(Text provided):
IU Indiana University

IUSM Orchestra opens new season with fall concert

The IU School of Medicine Orchestra.

The musical talent and passion of many students at the IU School of Medicine were on display during a performance Nov. 11 in downtown Indianapolis.

The Indiana University School of Medicine Orchestra hosted its fall concert at the newly renovated Indiana Landmark Center. This year’s opening performance, conducted by David Schurger, included classical pieces such as the Egmont Overture by Ludwig van Beethoven, Chaconne in G Minor by Henry Purcell and In The Hall of the Mountain King by Edvard Grieg.

“It’s great to see how much the orchestra has grown — and how much more comfortable the members have become,” said Kate Mayhew, a third-year medical student who plays the violin. “Our conductor has done an amazing job transforming a bunch of busy doctors and students into a polished orchestra.”

The group has come a long way since hosting its first concert at the Indiana History Center in the summer of 2010. Established under the Creative Art Therapy Student Interest Group in the Office of Medical Service-Learning, the orchestra now boasts more than 30 members with complete string, woodwind, brass and percussion sections.

This is also one of the first concerts after the orchestra opened to students from across the health sciences, including dental, nursing and pre-medical students.

“We already partner with them professionally,” Mayhew said. “It’s only appropriate to collaborate outside of the classroom as well.”

This year’s fall concert opened with two vocal pieces by Frank Loesser and the Beatles, performed by the IU School of Medicine’s student a cappella group, “Progress Notes.” The performance also included the orchestra’s first solo, performed by mezzo-soprano Maria Solis, a second-year medical student.

(Provided material):
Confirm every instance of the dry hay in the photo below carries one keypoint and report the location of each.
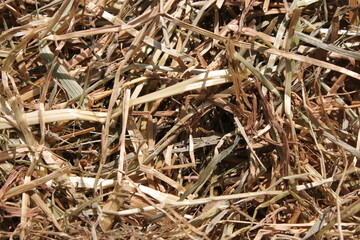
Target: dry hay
(179, 119)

(Activity A):
In the article on the IU School of Medicine Orchestra, where did the orchestra host its first concert?
(Activity B):
Rewrite the stretch from "The Indiana University" through "by Edvard Grieg." in the article on the IU School of Medicine Orchestra, replacing "fall concert" with "winter concert".
(Activity C):
Please extend the article on the IU School of Medicine Orchestra with a few more paragraphs, picking up after its final sentence.

(Written answer A):
At the Indiana History Center, in the summer of 2010.

(Written answer B):
The Indiana University School of Medicine Orchestra hosted its winter concert at the newly renovated Indiana Landmark Center. This year’s opening performance, conducted by David Schurger, included classical pieces such as the Egmont Overture by Ludwig van Beethoven, Chaconne in G Minor by Henry Purcell and In The Hall of the Mountain King by Edvard Grieg.

(Written answer C):
“With all the research about how music strengthens the brain, I’m not surprised so many medical students are musically talented,” said Schurger, who also serves as a private music instructor. “For some students in our group, playing is simply part of who they are. If you’ve played an instrument since you were 5, it’s kind of hard to put it down.”

Mayhew, who played an instrument throughout high school, remained an avid participate in community orchestras throughout her undergraduate years at Ball State.

“Music’s been a part of my life my whole life… I was very excited that the medical school had an orchestra when I was looking at schools,” she said. “After my very first exam, I said ‘I need an outlet.’”

Schurger agreed the music’s ability to sooth the soul of the frazzled medical student is a common theme.

I think this is a release for them — it lets them clear their brain for two hours,” he said. “Plus their work ethic is outstanding; they want to make it absolutely perfect.”